*Problem statement*.
Below are the lines to check; count those holding the string "cardboard" and give only the number.

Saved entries
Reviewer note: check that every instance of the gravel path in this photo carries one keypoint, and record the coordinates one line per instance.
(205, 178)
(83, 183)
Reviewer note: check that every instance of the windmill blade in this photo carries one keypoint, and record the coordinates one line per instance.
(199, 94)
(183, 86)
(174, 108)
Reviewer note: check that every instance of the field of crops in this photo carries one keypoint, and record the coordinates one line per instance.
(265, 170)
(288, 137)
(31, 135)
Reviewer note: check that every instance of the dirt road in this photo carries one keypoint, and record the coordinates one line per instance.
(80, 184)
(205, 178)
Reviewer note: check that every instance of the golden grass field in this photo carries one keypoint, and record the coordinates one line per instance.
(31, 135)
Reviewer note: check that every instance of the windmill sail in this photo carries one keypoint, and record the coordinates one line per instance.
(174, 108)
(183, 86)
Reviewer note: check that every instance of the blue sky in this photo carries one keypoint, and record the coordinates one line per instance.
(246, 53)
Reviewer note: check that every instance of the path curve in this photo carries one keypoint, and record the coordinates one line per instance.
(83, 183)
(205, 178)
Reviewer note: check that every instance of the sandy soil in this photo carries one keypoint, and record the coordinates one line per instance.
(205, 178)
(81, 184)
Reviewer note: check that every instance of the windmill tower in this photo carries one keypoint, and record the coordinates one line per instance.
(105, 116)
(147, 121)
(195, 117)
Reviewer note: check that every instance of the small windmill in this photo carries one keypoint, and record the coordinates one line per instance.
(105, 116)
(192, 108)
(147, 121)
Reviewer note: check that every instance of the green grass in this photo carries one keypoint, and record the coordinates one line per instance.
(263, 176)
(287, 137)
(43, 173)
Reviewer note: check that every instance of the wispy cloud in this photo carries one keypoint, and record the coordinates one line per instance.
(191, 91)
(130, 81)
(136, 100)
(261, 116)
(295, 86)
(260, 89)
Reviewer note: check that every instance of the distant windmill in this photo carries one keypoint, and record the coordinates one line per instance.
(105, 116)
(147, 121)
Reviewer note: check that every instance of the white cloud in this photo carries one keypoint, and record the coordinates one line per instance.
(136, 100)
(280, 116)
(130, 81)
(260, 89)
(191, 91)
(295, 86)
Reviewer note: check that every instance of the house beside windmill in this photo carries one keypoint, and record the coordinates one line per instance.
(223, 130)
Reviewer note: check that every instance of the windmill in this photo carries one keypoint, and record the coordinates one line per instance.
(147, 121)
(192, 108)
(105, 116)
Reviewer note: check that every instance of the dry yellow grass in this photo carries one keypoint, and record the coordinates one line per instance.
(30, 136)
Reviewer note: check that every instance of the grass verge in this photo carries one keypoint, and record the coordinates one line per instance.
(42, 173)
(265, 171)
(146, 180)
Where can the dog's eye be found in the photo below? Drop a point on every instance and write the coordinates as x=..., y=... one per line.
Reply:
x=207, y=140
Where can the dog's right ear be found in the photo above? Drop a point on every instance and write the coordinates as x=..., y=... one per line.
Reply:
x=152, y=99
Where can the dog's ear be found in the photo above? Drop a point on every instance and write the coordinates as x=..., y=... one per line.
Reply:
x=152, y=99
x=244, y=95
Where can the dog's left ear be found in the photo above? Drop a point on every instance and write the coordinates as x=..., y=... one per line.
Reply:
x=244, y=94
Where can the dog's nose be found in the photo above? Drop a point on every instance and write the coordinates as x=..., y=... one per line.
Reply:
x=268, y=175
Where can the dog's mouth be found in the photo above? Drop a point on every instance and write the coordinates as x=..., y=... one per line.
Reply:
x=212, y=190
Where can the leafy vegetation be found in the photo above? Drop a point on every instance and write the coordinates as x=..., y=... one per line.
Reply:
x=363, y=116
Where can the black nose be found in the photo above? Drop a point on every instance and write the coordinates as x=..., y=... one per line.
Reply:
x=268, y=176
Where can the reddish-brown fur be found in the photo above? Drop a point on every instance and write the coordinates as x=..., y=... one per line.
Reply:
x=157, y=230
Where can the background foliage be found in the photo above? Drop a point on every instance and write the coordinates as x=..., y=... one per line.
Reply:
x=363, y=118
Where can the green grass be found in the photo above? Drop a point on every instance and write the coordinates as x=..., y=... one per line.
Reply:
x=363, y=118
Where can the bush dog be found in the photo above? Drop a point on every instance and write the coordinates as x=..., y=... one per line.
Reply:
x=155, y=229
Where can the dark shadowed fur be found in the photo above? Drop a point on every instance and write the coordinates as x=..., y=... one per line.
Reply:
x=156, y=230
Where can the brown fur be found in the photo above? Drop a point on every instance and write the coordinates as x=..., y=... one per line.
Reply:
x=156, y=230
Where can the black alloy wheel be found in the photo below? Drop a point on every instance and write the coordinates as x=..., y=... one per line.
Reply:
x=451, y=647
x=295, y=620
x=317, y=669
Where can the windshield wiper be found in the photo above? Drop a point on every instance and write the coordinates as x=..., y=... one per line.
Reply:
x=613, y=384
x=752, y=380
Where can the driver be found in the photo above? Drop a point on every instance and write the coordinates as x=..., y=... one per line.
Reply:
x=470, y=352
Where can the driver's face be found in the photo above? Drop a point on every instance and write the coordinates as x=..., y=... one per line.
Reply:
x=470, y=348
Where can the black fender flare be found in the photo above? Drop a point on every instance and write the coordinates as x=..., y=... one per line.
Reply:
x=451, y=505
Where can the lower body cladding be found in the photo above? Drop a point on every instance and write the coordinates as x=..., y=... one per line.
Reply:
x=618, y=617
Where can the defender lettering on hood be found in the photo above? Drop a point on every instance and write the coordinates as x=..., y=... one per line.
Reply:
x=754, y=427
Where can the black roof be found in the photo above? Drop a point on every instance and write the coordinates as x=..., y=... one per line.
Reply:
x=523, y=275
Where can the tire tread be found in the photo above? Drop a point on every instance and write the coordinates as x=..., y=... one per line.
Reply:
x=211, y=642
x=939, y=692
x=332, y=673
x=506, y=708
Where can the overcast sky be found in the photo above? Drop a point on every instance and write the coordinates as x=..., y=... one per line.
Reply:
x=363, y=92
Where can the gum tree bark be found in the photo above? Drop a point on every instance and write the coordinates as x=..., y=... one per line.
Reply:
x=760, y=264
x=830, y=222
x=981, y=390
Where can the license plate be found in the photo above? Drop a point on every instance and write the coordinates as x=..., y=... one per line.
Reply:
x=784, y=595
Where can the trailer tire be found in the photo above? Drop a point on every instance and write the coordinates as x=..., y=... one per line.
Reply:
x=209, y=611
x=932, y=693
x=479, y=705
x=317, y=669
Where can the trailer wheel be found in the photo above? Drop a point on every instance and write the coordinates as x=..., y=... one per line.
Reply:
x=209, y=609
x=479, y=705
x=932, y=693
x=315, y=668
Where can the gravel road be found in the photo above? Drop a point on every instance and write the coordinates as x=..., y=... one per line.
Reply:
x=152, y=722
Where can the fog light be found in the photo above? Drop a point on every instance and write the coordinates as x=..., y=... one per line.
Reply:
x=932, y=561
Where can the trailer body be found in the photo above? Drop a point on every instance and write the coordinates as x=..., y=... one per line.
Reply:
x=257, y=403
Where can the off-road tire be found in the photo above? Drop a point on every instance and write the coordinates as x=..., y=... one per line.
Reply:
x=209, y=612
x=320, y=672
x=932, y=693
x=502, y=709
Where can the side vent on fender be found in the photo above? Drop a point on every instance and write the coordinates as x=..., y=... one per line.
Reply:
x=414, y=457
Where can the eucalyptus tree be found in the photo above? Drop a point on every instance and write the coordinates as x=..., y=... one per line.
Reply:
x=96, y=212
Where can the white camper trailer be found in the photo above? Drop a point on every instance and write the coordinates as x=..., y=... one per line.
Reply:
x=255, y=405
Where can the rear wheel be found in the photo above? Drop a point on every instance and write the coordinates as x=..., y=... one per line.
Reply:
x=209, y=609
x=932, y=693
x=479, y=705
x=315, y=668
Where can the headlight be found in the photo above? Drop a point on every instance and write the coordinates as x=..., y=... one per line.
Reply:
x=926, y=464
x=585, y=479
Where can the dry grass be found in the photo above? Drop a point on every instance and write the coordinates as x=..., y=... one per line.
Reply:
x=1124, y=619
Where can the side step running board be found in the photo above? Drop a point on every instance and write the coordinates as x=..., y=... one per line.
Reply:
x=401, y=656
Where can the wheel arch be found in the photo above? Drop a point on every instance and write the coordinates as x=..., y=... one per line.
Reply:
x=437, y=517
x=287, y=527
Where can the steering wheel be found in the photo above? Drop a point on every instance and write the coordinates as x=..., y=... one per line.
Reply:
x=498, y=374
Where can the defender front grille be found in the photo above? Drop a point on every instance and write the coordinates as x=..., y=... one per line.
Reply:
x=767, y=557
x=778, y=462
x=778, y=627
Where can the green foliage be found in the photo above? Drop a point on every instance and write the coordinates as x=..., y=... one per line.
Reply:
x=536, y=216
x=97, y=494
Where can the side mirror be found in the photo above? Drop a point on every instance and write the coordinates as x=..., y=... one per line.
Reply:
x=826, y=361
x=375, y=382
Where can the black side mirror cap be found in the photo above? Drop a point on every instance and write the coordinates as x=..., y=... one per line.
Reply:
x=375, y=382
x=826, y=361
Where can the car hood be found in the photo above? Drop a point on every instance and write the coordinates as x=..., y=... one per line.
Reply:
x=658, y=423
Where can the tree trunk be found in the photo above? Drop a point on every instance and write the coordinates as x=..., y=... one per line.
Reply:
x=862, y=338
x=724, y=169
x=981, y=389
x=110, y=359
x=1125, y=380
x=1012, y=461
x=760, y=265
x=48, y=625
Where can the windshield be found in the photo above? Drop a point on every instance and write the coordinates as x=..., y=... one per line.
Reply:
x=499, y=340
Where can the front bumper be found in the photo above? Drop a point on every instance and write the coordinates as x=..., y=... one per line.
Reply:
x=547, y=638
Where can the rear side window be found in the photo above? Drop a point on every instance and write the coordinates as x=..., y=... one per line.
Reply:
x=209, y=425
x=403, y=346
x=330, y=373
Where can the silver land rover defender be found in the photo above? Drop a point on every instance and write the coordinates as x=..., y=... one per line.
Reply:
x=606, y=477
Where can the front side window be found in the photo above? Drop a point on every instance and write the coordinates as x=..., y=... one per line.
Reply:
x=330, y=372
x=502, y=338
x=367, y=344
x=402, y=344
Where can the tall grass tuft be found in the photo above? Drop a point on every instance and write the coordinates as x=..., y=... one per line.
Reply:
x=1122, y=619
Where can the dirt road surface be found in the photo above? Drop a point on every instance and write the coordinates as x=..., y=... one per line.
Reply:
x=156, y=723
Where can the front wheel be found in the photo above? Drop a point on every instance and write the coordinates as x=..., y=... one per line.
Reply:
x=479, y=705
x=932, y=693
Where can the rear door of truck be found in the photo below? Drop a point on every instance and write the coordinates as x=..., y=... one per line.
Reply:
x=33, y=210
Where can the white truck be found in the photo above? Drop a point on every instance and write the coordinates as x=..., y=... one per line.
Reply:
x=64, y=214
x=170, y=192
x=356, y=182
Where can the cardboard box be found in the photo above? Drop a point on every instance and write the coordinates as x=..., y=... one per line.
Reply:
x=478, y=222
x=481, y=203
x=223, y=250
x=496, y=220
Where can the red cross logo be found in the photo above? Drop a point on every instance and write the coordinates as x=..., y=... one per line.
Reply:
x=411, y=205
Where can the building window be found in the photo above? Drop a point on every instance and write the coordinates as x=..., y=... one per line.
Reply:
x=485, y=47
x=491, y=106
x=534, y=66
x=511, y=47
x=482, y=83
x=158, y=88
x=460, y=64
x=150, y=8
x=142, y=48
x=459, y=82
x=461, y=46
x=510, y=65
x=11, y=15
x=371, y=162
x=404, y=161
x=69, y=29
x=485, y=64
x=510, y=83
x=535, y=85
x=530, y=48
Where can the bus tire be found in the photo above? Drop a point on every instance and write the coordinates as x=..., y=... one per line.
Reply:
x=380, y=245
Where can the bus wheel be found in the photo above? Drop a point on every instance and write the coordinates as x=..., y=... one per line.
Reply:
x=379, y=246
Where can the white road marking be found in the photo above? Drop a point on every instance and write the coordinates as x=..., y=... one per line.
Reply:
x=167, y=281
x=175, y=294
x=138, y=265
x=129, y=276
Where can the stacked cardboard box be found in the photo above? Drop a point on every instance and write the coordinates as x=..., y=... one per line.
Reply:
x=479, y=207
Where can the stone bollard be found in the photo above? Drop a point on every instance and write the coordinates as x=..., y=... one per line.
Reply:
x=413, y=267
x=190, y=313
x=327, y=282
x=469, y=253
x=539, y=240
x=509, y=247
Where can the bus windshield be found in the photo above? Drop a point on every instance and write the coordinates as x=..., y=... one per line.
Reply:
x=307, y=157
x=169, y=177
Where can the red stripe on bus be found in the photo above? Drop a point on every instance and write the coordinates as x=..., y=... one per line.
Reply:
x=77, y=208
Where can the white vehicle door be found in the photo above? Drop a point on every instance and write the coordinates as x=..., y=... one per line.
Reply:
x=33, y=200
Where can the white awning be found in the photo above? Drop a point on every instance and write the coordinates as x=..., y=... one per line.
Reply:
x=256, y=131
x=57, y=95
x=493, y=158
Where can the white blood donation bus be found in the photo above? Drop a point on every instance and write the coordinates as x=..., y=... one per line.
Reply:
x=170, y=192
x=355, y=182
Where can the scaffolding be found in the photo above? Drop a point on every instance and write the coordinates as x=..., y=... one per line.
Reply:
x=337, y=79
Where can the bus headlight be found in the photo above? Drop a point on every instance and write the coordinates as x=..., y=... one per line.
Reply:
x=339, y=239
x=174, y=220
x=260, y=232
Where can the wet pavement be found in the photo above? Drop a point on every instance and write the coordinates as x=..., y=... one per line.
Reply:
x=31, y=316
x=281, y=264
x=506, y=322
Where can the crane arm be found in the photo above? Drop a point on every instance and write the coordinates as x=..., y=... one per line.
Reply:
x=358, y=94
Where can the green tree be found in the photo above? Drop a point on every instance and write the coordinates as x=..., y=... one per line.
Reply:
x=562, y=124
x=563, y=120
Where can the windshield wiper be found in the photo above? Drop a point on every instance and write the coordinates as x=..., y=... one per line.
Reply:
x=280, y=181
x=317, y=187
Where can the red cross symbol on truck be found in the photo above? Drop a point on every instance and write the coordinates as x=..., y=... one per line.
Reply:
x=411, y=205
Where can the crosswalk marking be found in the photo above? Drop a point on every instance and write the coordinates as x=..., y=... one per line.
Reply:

*Response to this task*.
2